(Shape annotation entries)
════════════════════

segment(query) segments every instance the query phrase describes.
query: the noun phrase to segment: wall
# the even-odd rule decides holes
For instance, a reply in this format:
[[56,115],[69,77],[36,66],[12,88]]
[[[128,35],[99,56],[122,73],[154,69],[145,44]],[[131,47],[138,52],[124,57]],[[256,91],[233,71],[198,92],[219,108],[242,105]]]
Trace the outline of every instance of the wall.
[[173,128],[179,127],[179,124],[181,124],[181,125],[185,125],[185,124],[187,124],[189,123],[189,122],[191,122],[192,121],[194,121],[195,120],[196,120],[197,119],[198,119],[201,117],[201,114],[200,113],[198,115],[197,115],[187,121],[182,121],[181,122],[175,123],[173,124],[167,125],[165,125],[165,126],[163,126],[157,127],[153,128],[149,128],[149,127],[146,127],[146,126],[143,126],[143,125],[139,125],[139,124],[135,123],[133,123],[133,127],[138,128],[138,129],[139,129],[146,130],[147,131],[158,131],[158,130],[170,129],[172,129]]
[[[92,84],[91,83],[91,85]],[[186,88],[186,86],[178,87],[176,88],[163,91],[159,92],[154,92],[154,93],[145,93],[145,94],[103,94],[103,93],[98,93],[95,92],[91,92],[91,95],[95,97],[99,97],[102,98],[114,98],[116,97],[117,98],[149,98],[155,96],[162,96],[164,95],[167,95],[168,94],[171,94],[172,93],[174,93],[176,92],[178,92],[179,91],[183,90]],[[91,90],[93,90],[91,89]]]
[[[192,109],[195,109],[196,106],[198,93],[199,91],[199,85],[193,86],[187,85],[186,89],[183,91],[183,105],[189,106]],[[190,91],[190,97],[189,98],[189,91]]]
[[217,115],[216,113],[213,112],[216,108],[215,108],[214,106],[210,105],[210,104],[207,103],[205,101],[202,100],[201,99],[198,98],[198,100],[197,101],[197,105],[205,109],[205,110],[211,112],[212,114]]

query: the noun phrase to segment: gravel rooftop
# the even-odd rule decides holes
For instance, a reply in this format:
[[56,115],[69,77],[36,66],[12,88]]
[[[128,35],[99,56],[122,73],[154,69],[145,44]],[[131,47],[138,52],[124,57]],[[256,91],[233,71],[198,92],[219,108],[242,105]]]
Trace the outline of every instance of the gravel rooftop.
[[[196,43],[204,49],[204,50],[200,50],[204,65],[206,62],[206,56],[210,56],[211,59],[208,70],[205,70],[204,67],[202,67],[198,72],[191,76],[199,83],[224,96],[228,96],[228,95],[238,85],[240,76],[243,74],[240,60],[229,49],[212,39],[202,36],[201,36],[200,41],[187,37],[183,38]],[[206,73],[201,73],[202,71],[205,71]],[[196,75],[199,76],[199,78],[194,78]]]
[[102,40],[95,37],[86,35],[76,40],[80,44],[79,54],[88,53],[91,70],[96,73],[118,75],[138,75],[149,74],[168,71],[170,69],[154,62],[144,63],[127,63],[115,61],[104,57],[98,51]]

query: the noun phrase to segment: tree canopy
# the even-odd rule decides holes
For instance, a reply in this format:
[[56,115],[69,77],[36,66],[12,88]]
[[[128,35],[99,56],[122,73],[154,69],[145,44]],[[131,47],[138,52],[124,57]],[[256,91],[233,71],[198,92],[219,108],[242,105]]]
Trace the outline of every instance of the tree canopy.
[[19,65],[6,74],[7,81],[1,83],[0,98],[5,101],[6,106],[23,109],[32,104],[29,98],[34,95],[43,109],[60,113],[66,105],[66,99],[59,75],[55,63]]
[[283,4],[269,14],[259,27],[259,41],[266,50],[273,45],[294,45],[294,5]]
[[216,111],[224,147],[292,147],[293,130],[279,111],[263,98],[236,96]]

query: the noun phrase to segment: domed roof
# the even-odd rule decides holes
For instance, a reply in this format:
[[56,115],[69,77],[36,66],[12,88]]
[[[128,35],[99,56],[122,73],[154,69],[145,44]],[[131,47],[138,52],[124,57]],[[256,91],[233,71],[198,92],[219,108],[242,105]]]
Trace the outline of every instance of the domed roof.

════════════════════

* SET TASK: Present every line above as a Markdown table with two columns, Row and Line. Number the lines in order and omit the blank ones.

* EXERCISE RESULT:
| Row | Line |
|---|---|
| 1 | segment(query) segments every instance the query phrase describes. |
| 2 | query: the noun phrase to segment: wall |
| 3 | # the even-odd rule decides holes |
| 4 | For instance, a reply in this format: |
| 5 | [[56,115],[69,77],[36,66],[12,88]] |
| 6 | [[[128,35],[99,56],[122,73],[154,69],[145,44]],[[131,47],[138,52],[124,57]],[[256,91],[233,71],[198,92],[219,108],[242,105]]] |
| 7 | Trace the outline of every instance of the wall. |
| 8 | [[173,128],[179,127],[179,124],[181,124],[181,125],[185,125],[185,124],[187,124],[189,123],[189,122],[191,122],[192,121],[194,121],[195,120],[196,120],[197,119],[198,119],[201,117],[201,114],[200,113],[198,115],[197,115],[187,121],[182,121],[181,122],[175,123],[173,124],[167,125],[165,125],[165,126],[163,126],[157,127],[153,128],[149,128],[149,127],[146,127],[146,126],[143,126],[143,125],[139,125],[139,124],[135,123],[133,123],[133,127],[138,128],[138,129],[139,129],[146,130],[147,131],[158,131],[158,130],[170,129],[172,129]] |
| 9 | [[[92,84],[91,83],[91,85]],[[186,88],[186,86],[178,87],[176,88],[163,91],[159,92],[154,92],[154,93],[145,93],[145,94],[103,94],[103,93],[98,93],[95,92],[91,92],[91,95],[95,97],[99,97],[102,98],[114,98],[116,97],[117,98],[149,98],[155,96],[162,96],[164,95],[167,95],[168,94],[171,94],[172,93],[174,93],[176,92],[178,92],[179,91],[183,90]],[[91,90],[93,90],[91,89]]] |
| 10 | [[[192,109],[195,109],[196,106],[198,93],[199,91],[199,85],[193,86],[187,85],[186,89],[183,91],[183,105],[189,106]],[[190,91],[190,97],[189,98],[189,91]]] |
| 11 | [[217,115],[216,113],[213,112],[216,108],[215,108],[214,106],[210,105],[210,104],[207,103],[205,101],[202,100],[201,99],[198,98],[198,100],[197,101],[197,105],[205,109],[205,110],[211,112],[212,114]] |
| 12 | query: the noun phrase to segment: gravel rooftop |
| 13 | # the even-odd rule decides holes |
| 14 | For instance, a reply in this format: |
| 15 | [[56,115],[69,77],[36,66],[12,88]] |
| 16 | [[[128,35],[99,56],[122,73],[154,69],[145,44]],[[131,47],[138,52],[124,57]],[[256,91],[233,71],[198,92],[219,108],[242,105]]] |
| 17 | Trace the outline of every instance of the gravel rooftop. |
| 18 | [[[196,43],[204,49],[204,50],[200,50],[204,65],[206,62],[206,56],[210,56],[211,59],[208,70],[205,70],[204,67],[202,67],[198,72],[191,76],[199,83],[224,96],[228,96],[228,95],[238,85],[240,76],[243,74],[240,60],[229,49],[212,39],[202,36],[201,36],[200,41],[187,37],[183,38]],[[206,73],[201,73],[202,71],[205,71]],[[196,75],[199,76],[199,78],[194,78]]] |
| 19 | [[102,40],[95,37],[86,35],[76,40],[80,44],[79,54],[88,53],[91,70],[96,73],[118,75],[138,75],[149,74],[168,71],[170,69],[154,62],[144,63],[127,63],[115,61],[104,57],[98,51]] |
| 20 | query: the noun phrase to segment: tree canopy |
| 21 | # the even-odd rule decides holes |
| 22 | For instance, a reply in this format: |
| 23 | [[56,115],[69,77],[36,66],[12,88]] |
| 24 | [[[128,35],[99,56],[122,73],[154,69],[145,44]],[[131,47],[138,52],[124,57]],[[256,91],[233,71],[198,92],[219,108],[242,105]]] |
| 25 | Trace the outline of every instance of the tree canopy. |
| 26 | [[19,65],[6,74],[7,81],[1,83],[0,98],[5,101],[6,106],[23,109],[32,104],[29,98],[34,95],[43,109],[60,113],[66,105],[66,99],[59,75],[55,63]] |
| 27 | [[283,4],[269,14],[259,27],[259,41],[266,50],[273,45],[294,45],[294,5]] |
| 28 | [[216,111],[224,147],[292,147],[293,130],[279,111],[263,98],[236,96]] |
| 29 | query: the noun phrase to segment: domed roof |
| 30 | # the even-odd rule decides holes |
| 31 | For instance, a reply in this format: |
| 32 | [[56,115],[69,77],[36,66],[12,88]] |
| 33 | [[[128,35],[99,56],[122,73],[154,69],[145,44]],[[131,47],[138,52],[124,57]],[[256,91],[233,71],[198,92],[219,108],[242,105]]] |
| 34 | Trace the outline of every instance of the domed roof. |